▸ **Provided text**:

##############################

Privacy as Ownership Is Economically Foolish

Privacy scholar Helen Nissenbaum suggests that the cost of getting consent might make it impossible to engage in even the most socially beneficial uses such as medical research that can put an end to dangerous diseases.

For Nissenbaum, privacy is about defending the integrity of our social institutions and practices through upholding social norms defining the appropriate flow of information. Teachers, doctors, lawyers, therapists and priests all know that personal information has been entrusted to them so that they can play important social roles and that their use of the information is linked essentially to the context of fulfilling the expectations of those social roles.  It is not a matter of contract or agreement, or individual choice but of traditional norms entrenched in social practices.

Former Seventh Circuit Court Judge Richard Posner thinks privacy as ownership would impose unmanageable transaction costs. How, for example, could a magazine exploit the economic value of its subscriber list if it needed permission from each subscriber to sell it?  The cost of obtaining consent would exceed the economic value of the list.

Posner also insists that the law should not ratify a general right to conceal information about oneself.  Others need access to personal information to form an accurate picture of the people with whom they interact. The case for assigning ownership of all personal information to the data subject is “no better than that for permitting fraud in the sale of goods.”

Larry Downes generalizes the point that data-subject ownership of information would almost always create “transaction costs higher than the value of the transaction.” Downes also points out that assigning ownership of information to the data subject would reduce incentives to create valuable business records. Why would any company put resources into creating records if they automatically fall under the control of millions of diverse individuals whose pattern of decisions over what to do with the information – including, of course, simply destroying the record – would make the system unmanageable?

##############################

▸ **Work request 1**:
From the text on privacy as ownership, repeat the part that begins at the words "Privacy as Ownership Is" and stops after "to dangerous diseases.".
▸ **Work request 2**:
In the text on privacy as ownership, what does Larry Downes say assigning ownership of information to the data subject would reduce?
▸ **Work request 3**:
Carry the text on privacy as ownership forward from its last sentence.

##############################

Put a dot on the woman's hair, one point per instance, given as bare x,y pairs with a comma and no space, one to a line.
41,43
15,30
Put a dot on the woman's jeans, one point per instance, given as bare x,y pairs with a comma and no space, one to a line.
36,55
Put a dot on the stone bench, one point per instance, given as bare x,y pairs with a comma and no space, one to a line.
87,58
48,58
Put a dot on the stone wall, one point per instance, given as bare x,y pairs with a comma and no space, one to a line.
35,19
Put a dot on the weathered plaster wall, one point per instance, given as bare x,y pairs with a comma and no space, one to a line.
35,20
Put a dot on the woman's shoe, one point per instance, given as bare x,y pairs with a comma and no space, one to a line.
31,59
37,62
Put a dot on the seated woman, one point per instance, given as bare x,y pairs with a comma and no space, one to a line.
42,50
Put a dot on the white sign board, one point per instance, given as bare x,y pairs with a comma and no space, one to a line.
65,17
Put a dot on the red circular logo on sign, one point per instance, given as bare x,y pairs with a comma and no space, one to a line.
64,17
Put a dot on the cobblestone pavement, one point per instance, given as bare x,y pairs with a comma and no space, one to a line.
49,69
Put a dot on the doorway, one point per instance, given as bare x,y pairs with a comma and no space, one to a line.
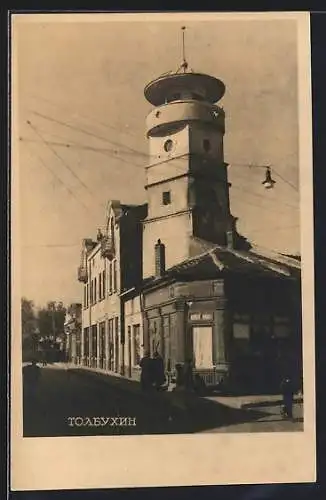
202,346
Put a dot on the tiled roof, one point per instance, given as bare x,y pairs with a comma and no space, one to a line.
218,261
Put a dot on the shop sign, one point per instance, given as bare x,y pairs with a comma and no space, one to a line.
201,316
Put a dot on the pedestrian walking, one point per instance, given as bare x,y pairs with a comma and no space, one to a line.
287,390
146,378
31,377
158,370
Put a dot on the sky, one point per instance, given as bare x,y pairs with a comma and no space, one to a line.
79,81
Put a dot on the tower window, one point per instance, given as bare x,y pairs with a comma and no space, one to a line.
168,145
166,197
206,145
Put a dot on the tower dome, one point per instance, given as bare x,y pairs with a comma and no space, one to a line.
182,97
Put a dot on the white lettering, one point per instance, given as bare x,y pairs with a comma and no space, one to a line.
80,420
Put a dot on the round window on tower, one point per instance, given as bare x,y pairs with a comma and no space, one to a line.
168,145
206,145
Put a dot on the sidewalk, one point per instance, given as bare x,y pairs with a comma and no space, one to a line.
251,401
244,404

##############################

▸ **Your response 1**:
Privacy as Ownership Is Economically Foolish

Privacy scholar Helen Nissenbaum suggests that the cost of getting consent might make it impossible to engage in even the most socially beneficial uses such as medical research that can put an end to dangerous diseases.

▸ **Your response 2**:
Incentives to create valuable business records.

▸ **Your response 3**:
Downes further points out the dangers to freedom of expression in allocating to individuals “a proper­ty right to any fact that relates to or describes them.”  How would journalists ever write about people if they had to get individual consent?  Court cases like Haynes v. Knopf hold that general privacy rights do not prevent authors from using factual information about people in their writings.  And the Supreme Court case Sorrell v. IMS stands for the proposition that the collection, dissemination and use of information, even personal information, is protected by the First Amendment.

Policy Implications

These are not abstract or idle questions. The European Data Protection Regulation and the California Consumer Privacy Act contain data-portability provisions that would allow people to transfer “their” information to third parties

An immediate implication is that a customer could ask to transfer his entire transaction history from Walmart to Target.  It is not hard to imagine companies offering incentives for customers to bring with them their records from other businesses.  Indeed, they might start to make it a condition of doing business with them at all.  Furthermore, information intermediaries are likely to develop who could compile vast amounts of commercial records by persuading people to transfer “their” records from the companies with whom they do business.

The commercial implications of this right have hardly been appreciated yet, and privacy regulators might still be persuaded that this is not what they had in mind after all. But one thing is certain: this version of data portability will not increase the level of privacy protection.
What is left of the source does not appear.